The photographs spill out of files and pile up before us. Here is Jack Burge in a farm truck with his brother Doug and his nephew. There is an immaculate barn with healthy cows at milking machines which are the last word in technology of a long-ago period. Over this, Jack places photos of delivery trucks, of dairy store fronts, and, in a moment of revelation of another kind, he tentatively covers them all with a picture of himself as a strapping young man in a suit, squiring a lovely girl, his wife, to an annual dinner dance.

As we talk, the distance between the stop-timed youth of the photos and the older man speaking shrinks, and it is 1936, the year the Burdge family moved to Vancouver Island to manage the farmlands known as Broadmead. We are sitting in Jack’s house on Beckwith Avenue, right next door to the house that the family moved into and lived in until the 1950s. Through his eyes we see the rich farmlands stretching into the distance where now streets of houses cut off the view.

With his words and pictures, Jack vividly evokes various areas familiar to us. Where Thrifty Foods and the Fireside Grill now hold court, the Burdges once cut their hay. The vast reaches occupied by Canadian Tire and Broadmead Lodge were once woods with stands of Garry Oaks. As the newly-arrived Alberta boy, Jack saw this place as “the Wild, Wild West”, especially when he rode the horse boarded with the family, “my” horse, as he put it, across the open land.

When his father retired, Jack stayed on the land. To him, dairying was more than a career: it was a life. As he speaks, his face tells the whole story. It is suffused with the glow of good memories, of a life well-lived, and of satisfaction with purpose fulfilled.

Our area began to change in the 1950s in the face of challenges fostered by development. When asked about his feelings as landscape changed from rural to semi-urban, Jack used a phrase that cut straight through the heart. It was “emotional devastation in slow motion”. But regret is simply not within this good man’s frame of reference. He has his life, his moment in time, and a fine present.

For us he is a living history of Broadmead, with his spirit and his DNA forever on the land.

(Saved entries)
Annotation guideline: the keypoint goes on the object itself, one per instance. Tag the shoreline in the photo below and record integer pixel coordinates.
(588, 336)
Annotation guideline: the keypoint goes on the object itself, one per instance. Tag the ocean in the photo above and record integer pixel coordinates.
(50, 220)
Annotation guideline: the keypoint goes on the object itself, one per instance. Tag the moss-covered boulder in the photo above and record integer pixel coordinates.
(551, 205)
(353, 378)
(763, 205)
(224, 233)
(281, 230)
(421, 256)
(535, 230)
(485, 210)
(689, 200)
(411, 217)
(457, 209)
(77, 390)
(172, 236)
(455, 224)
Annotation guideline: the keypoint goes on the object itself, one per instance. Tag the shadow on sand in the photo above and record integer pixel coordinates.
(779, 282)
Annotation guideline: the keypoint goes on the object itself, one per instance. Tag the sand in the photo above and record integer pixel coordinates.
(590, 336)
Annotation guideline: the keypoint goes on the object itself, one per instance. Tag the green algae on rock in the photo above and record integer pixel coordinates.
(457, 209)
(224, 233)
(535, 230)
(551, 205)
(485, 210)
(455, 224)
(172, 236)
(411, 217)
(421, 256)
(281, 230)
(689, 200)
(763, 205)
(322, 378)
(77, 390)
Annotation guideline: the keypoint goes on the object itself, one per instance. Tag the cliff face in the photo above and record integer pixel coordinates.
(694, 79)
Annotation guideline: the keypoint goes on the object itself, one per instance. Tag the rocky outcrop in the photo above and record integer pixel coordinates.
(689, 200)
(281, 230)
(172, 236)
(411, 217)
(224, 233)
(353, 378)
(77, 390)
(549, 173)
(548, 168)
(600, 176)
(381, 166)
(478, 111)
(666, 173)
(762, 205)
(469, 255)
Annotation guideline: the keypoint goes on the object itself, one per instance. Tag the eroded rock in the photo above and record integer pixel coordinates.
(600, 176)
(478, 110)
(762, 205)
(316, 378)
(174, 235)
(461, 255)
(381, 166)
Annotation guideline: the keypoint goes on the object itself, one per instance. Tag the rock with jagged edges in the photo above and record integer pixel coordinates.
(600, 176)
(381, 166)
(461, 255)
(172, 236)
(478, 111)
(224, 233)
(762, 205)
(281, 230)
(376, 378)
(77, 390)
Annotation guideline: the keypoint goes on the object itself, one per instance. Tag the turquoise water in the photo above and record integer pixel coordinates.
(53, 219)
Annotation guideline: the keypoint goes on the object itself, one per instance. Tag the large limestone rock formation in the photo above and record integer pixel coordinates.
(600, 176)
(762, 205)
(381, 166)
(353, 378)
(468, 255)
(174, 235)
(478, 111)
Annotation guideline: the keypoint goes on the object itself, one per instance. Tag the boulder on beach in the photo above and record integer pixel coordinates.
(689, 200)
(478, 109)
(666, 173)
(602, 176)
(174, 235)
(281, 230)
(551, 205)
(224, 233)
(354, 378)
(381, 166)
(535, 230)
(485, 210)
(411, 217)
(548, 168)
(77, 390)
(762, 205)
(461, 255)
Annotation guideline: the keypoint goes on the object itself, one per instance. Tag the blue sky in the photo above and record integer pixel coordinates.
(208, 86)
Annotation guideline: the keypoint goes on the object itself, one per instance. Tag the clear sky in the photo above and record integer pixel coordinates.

* **TASKS**
A) Copy the part of the Broadmead profile starting at "When his father" and ending at "a fine present.", replacing "dairying" with "farming".
B) According to the Broadmead profile, in what year did the Burdge family move to Vancouver Island?
C) Translate this sentence from the Broadmead profile into Spanish: "To him, dairying was more than a career: it was a life."

* **ANSWERS IN ORDER**
A)
When his father retired, Jack stayed on the land. To him, farming was more than a career: it was a life. As he speaks, his face tells the whole story. It is suffused with the glow of good memories, of a life well-lived, and of satisfaction with purpose fulfilled.

Our area began to change in the 1950s in the face of challenges fostered by development. When asked about his feelings as landscape changed from rural to semi-urban, Jack used a phrase that cut straight through the heart. It was “emotional devastation in slow motion”. But regret is simply not within this good man’s frame of reference. He has his life, his moment in time, and a fine present.

B) 1936

C) Para él, la producción lechera era más que una carrera: era una forma de vida.